**What this task involves:** Of the lines listed below, return exactly those that run from the line containing "Task: indicate the man" through the line containing "Task: indicate the grass", both included.

**Input material:**
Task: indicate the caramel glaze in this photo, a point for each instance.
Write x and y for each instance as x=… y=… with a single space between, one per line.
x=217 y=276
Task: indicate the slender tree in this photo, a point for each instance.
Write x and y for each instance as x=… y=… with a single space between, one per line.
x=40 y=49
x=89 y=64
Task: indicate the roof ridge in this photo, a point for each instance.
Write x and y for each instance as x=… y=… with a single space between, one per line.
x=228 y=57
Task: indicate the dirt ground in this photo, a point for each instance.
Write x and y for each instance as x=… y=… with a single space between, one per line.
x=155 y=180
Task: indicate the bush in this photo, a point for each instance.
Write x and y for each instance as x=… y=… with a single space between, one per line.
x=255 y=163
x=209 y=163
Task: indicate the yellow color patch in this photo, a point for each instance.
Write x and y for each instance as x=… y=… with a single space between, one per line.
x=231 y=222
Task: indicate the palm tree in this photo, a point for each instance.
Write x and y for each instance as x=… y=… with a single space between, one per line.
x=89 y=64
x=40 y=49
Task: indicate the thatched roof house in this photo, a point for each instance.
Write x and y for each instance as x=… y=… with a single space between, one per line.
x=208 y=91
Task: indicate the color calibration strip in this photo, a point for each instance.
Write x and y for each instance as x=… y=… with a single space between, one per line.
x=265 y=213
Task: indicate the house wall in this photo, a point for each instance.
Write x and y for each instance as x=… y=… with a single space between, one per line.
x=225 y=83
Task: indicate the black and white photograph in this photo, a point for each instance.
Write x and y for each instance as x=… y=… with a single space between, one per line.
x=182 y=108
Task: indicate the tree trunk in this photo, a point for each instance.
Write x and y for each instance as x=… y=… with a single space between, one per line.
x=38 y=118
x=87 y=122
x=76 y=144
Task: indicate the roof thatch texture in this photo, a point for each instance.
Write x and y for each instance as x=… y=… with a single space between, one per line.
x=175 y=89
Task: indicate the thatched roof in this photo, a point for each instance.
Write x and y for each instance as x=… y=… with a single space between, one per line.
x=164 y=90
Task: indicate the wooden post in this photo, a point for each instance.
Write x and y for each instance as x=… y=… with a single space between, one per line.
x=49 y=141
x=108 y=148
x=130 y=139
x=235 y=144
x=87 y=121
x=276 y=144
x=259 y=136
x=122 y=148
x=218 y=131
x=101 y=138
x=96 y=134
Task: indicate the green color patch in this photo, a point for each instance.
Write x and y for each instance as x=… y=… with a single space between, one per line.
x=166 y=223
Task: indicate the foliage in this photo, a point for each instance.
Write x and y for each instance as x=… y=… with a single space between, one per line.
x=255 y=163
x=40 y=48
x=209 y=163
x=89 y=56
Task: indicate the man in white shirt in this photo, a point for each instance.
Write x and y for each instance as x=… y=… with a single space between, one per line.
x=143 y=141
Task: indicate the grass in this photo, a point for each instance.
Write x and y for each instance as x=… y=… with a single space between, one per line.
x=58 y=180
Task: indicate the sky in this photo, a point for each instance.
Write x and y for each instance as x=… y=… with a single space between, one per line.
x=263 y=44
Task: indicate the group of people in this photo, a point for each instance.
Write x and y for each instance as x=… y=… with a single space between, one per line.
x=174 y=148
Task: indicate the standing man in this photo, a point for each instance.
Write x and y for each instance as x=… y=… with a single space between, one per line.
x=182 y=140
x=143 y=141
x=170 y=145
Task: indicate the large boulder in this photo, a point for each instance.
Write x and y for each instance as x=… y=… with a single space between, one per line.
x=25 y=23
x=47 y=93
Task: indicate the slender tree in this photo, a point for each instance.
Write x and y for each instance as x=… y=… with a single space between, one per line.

**Expected output:**
Task: indicate the man in white shirt in this photo, a point for each instance.
Write x and y for each instance as x=… y=… with a single space between, one per line.
x=143 y=141
Task: indicate the grass in this photo, a point for each instance.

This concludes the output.